Records shown:
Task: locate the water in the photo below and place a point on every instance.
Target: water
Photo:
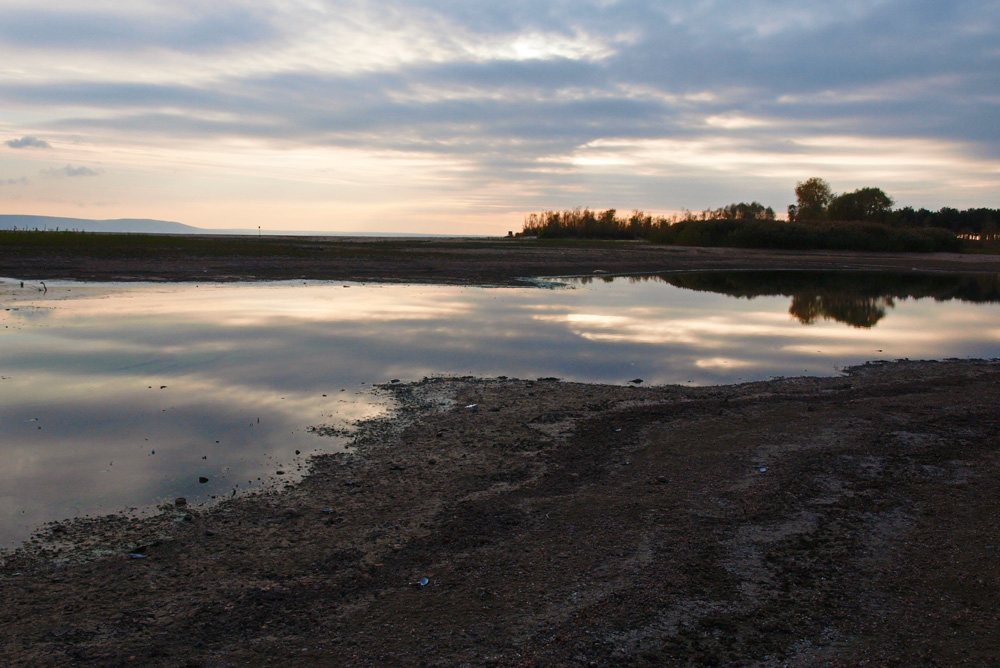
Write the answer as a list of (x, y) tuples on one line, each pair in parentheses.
[(116, 396)]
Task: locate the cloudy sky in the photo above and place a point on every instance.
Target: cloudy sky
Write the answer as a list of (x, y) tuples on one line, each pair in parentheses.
[(460, 117)]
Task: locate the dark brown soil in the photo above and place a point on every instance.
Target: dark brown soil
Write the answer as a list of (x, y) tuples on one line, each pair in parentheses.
[(462, 261), (798, 522)]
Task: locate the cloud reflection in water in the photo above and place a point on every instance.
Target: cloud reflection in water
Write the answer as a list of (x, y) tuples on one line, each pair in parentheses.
[(86, 363)]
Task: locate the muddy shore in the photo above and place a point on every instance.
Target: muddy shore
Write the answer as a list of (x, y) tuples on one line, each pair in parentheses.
[(796, 522), (443, 261)]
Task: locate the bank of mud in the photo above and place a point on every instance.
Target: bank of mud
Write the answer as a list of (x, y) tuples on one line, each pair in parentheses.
[(838, 521)]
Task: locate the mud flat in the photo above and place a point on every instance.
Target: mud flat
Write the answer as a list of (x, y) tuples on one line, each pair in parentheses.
[(138, 257), (804, 521)]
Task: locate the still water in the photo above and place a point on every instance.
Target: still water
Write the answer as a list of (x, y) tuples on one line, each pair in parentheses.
[(115, 396)]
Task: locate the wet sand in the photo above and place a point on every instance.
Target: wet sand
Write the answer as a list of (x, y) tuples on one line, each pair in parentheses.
[(803, 521)]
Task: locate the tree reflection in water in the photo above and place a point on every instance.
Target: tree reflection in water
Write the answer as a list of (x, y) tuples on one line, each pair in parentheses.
[(858, 299)]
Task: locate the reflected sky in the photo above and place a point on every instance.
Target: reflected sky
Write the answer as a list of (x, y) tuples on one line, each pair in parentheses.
[(117, 396)]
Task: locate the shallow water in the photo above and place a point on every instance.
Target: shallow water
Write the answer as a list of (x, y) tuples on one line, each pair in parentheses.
[(117, 396)]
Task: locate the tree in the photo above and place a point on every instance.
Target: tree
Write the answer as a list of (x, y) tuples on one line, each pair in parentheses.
[(868, 204), (814, 196), (743, 211)]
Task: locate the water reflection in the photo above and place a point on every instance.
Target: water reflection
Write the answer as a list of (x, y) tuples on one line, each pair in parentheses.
[(857, 299), (115, 396)]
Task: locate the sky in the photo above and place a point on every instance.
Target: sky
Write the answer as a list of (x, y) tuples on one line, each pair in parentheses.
[(461, 117)]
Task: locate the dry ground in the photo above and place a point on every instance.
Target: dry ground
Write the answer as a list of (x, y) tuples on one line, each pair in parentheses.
[(797, 522)]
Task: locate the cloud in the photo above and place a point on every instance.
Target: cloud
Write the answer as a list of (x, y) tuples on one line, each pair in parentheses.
[(27, 142), (67, 172), (632, 99)]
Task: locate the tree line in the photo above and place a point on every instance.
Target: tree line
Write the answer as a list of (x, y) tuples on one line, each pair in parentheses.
[(860, 220)]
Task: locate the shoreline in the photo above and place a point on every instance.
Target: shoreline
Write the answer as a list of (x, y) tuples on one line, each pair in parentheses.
[(448, 261), (796, 521), (802, 520)]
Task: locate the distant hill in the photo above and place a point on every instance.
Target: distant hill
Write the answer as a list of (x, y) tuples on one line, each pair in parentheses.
[(138, 225)]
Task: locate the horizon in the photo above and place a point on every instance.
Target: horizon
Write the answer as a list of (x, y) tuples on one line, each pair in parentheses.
[(442, 118)]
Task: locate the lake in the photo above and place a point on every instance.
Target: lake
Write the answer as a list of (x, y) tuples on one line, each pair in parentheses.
[(120, 396)]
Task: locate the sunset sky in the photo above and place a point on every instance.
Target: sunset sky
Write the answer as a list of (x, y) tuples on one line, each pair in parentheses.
[(460, 117)]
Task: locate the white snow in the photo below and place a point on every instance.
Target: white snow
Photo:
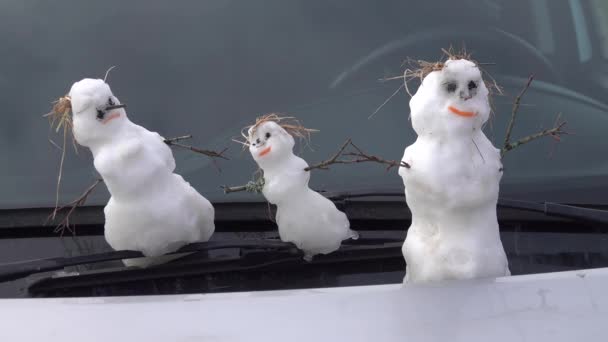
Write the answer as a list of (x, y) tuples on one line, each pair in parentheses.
[(452, 185), (152, 209), (305, 218)]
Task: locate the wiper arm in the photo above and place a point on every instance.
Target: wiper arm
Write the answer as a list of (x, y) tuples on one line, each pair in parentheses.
[(247, 262), (557, 210), (22, 269), (547, 208)]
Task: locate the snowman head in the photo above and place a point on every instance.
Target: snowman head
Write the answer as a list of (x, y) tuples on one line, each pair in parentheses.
[(96, 113), (269, 144), (451, 101)]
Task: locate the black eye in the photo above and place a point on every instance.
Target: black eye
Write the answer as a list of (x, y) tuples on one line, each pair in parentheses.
[(451, 87)]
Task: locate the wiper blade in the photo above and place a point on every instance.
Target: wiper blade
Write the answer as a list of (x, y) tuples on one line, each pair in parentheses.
[(557, 210), (249, 261), (22, 269), (546, 208), (17, 270)]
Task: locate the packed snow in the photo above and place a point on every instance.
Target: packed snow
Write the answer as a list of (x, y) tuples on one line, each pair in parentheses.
[(151, 209), (305, 218), (452, 185)]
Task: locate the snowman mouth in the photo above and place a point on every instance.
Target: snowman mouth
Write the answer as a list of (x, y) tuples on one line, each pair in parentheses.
[(459, 112), (265, 151), (110, 118)]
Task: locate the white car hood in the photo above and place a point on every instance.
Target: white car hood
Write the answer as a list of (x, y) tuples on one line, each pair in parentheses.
[(566, 306)]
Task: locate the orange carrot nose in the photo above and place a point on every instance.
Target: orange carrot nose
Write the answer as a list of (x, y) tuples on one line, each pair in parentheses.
[(265, 151), (460, 112), (110, 118)]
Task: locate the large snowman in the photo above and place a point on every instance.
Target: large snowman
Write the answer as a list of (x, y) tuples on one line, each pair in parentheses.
[(305, 218), (452, 185), (152, 209)]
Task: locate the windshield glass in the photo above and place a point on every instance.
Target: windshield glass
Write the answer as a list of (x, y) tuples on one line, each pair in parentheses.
[(209, 68)]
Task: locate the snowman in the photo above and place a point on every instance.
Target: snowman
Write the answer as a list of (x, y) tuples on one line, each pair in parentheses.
[(452, 185), (151, 209), (304, 217)]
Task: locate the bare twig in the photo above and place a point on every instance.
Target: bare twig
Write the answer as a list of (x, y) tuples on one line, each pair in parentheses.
[(333, 160), (81, 200), (362, 157), (357, 157), (555, 132), (254, 186), (387, 100), (176, 139), (514, 111), (208, 153)]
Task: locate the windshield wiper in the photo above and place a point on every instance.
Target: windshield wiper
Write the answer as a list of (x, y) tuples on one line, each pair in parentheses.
[(557, 210), (22, 269), (547, 208)]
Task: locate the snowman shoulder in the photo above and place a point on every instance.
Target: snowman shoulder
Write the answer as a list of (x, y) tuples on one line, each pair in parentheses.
[(117, 156), (158, 145)]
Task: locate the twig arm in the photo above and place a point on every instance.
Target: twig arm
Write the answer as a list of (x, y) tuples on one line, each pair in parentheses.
[(515, 109)]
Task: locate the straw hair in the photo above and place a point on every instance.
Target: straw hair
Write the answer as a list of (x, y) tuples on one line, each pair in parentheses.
[(289, 123), (419, 69)]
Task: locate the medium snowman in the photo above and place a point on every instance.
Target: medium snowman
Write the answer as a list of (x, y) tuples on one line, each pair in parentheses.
[(151, 209), (452, 185), (304, 217)]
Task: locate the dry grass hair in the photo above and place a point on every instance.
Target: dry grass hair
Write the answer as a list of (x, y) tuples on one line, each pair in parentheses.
[(419, 69), (61, 118), (289, 123)]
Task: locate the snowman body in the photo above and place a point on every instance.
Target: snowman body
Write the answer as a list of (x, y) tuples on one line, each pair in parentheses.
[(453, 183), (151, 209), (304, 217)]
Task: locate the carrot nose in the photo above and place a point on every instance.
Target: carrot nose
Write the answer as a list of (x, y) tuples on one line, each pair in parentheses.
[(265, 151), (460, 112), (110, 118)]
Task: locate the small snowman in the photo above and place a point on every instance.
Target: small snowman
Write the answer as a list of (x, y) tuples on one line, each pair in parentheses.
[(305, 218), (452, 185), (151, 209)]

Your task: Which of the lines above contain "black"? Return them all.

Task response:
Task: locate the black eye in the photo above and place a point on every instance.
Target: black eye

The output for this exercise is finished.